As I started walking away from the trailer to retrieve the second jet ski, one of my sandals floated off from me in the murky water, eventually rising to the surface a few yards away. I waded into the deeper waters and doggy paddled towards it to avoid any potential trips to the podiatrist.


By now Jimmy had stood up and was kind of walking. It was more of a hop than a walk. He called out to the truck, asking them to wait for him.


“Beaatter hurry up now kiddo, can’t be waitin round all day!” and Mr. Torque pulled the truck 5 feet forward before parking again so that Jimmy would know that this was no empty threat. The child hopped again and then fell, dropping butt-first onto those mean ridges. He awkwardly picked himself up and screamed out “I’M COMING” in a shrill, cracking voice while the truck pulled a bit more forward.


I took off my hat, forgetting about my neck-protector, and felt the bandana slide down my back. I quickly ninja-ed a 180 and tried to reflexively catch it, but it was already taking a dip.


Meanwhile Jimmy got two more jumps in before dropping again, this time voluntarily, and starting to cry.


“I CAN’T WALK”


Most of the other traffic on the launch ramp had departed by now, sun clearly falling. It was still over 100 degrees out. The F150 group’s skilled boat pilot looked over at Jimmy, hopped off his ship, and climbed into the truck. The child sniffled loudly amidst futile attempts to calm himself down, like he was trying to suck the tears back in.


“I CAN’T WALK,” Jimmy cried out again towards the truck, like he was informing them of something they didn’t know.


“If yer gonnuh be so slow, we kin pik you up tom-arrah!”


By this point I was about 20 feet from Jimmy, close enough now to know his secret. He was indeed shoeless, but his bigger problem was that his left leg ended in a stub that somewhat resembled a heel. He only had one foot. It wasn’t that he was unable to walk on these sharp ridges. He was unable to walk anywhere.


Jimmy’s sobs grew deeper as the truck crept further away and Mr. Torque yelled something else at him. I had hesitated for as long as possible, but it was time.

**EXERCISE GOAL**
Decide whether each statement below agrees with the launch ramp story, and answer yes or no, quoting the words from the story that settle it. 1. Mr. Torque moved the truck 5 feet forward before parking again. 2. It had cooled to below 100 degrees by the time most traffic left the ramp. 3. Jimmy's right leg ended in a stub.

[Saved entries]
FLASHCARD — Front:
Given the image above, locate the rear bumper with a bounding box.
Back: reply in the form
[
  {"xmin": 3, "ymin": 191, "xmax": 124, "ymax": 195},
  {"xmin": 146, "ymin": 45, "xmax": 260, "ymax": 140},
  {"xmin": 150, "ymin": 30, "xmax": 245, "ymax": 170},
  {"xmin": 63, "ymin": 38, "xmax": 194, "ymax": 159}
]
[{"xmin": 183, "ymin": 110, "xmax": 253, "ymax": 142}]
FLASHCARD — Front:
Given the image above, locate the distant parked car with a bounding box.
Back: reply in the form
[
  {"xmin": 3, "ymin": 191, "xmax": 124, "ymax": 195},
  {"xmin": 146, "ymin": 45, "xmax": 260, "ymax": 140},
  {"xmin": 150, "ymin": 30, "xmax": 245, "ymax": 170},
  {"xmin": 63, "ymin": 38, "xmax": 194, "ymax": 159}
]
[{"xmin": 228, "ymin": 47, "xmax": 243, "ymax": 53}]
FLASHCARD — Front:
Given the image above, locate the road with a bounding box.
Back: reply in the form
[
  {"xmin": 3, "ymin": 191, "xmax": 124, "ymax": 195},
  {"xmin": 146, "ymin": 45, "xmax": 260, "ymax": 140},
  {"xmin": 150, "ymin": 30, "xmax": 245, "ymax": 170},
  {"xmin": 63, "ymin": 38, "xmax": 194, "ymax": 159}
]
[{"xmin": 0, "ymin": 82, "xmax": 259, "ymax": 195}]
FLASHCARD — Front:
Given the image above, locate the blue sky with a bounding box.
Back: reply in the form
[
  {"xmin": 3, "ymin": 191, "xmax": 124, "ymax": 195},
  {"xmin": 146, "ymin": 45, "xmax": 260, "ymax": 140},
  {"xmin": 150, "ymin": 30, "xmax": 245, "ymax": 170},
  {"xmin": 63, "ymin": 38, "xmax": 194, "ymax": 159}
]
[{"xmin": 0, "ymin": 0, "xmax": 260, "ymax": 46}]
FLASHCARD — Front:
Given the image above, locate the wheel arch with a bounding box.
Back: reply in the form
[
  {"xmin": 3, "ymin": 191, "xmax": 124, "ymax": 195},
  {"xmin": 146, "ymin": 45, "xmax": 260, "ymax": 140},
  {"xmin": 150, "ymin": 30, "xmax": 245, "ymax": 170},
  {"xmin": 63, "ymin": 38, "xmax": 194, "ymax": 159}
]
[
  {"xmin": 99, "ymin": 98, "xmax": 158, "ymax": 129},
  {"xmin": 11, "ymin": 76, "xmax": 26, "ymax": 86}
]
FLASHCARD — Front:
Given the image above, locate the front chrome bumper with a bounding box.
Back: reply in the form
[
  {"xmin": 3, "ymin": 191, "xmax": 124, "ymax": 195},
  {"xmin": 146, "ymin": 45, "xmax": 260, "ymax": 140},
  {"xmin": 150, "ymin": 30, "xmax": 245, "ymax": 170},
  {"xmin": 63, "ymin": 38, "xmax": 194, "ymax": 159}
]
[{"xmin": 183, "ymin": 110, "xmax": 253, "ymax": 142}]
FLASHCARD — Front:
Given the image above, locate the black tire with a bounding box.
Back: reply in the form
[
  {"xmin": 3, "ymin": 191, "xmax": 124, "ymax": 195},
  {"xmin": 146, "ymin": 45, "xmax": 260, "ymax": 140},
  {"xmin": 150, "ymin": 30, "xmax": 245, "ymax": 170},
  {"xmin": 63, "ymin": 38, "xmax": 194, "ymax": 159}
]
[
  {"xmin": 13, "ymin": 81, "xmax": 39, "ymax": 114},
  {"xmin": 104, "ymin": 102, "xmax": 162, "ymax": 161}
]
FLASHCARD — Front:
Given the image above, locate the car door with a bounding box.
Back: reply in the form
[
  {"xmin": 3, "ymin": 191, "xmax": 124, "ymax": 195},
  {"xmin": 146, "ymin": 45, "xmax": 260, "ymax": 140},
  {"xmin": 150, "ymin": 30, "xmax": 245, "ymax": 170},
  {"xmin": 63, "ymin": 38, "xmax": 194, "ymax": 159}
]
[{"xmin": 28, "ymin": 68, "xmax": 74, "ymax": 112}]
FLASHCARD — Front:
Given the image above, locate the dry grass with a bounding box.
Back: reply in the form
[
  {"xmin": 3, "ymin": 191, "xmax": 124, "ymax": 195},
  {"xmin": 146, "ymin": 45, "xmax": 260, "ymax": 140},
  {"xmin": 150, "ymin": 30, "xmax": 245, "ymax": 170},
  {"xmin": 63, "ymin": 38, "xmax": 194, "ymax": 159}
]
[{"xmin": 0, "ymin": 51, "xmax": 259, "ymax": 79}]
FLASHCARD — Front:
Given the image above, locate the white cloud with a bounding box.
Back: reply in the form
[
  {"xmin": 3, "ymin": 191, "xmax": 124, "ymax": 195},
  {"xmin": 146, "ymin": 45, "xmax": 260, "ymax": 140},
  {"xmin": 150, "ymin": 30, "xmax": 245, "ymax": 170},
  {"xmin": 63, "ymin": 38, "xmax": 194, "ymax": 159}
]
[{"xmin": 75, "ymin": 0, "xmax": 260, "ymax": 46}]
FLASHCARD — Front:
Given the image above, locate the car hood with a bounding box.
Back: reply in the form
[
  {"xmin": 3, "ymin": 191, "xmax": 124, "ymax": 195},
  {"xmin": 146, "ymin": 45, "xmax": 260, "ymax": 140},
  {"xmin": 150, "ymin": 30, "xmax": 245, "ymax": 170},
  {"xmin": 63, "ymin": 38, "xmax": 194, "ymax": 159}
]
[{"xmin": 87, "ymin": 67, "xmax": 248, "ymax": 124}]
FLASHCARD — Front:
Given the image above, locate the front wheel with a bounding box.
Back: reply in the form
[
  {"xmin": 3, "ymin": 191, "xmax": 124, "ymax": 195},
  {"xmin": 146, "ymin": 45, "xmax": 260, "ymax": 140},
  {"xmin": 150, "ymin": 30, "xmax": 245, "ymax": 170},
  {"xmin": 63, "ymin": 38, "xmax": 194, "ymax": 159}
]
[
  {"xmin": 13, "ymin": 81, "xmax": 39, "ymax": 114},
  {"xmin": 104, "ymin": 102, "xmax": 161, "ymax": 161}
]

**THE ANSWER**
1. Yes: "Mr. Torque pulled the truck 5 feet forward before parking again"
2. No: "It was still over 100 degrees out."
3. No: "his left leg ended in a stub that somewhat resembled a heel"